* _DATA ENTRIES_
★ ★ ★
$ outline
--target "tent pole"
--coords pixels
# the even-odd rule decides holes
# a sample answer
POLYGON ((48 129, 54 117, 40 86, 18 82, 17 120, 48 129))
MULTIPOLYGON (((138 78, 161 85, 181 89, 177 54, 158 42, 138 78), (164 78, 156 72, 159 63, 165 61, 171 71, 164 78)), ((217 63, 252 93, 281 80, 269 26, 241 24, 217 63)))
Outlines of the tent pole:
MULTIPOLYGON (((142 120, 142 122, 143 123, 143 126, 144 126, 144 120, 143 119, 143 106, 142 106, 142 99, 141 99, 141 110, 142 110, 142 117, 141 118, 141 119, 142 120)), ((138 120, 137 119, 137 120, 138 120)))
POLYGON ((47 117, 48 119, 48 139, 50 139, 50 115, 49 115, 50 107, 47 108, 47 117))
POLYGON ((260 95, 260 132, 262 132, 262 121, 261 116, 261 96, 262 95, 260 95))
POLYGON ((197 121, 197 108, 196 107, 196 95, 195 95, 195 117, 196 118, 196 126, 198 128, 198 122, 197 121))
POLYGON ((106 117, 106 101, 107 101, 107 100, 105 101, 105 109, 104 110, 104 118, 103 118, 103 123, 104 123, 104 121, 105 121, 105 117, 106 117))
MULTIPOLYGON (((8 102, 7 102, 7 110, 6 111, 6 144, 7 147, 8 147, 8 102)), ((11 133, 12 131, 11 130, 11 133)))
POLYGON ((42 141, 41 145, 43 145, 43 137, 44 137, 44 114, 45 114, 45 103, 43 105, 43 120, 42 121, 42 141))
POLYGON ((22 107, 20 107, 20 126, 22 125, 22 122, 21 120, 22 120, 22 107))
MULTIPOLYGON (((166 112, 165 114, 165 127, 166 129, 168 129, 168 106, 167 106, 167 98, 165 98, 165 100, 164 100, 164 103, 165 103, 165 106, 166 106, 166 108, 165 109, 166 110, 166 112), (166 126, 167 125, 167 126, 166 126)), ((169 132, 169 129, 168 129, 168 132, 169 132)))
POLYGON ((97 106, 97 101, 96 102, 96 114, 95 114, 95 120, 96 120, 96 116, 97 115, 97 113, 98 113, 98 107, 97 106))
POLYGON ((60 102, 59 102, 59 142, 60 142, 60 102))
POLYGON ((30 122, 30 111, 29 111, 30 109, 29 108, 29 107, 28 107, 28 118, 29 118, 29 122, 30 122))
★ ★ ★
* _TASK INSTRUCTIONS_
Rewrite the material from its first line through the line containing "POLYGON ((48 129, 54", changing "even-odd" to "nonzero" and leaving everything else unchanged; give only those lines.

* _WORKED SOLUTION_
$ outline
--target "tent pole"
--coords pixels
# the nonzero rule decides holes
# a sample answer
POLYGON ((48 129, 54 117, 40 86, 18 82, 17 120, 48 129))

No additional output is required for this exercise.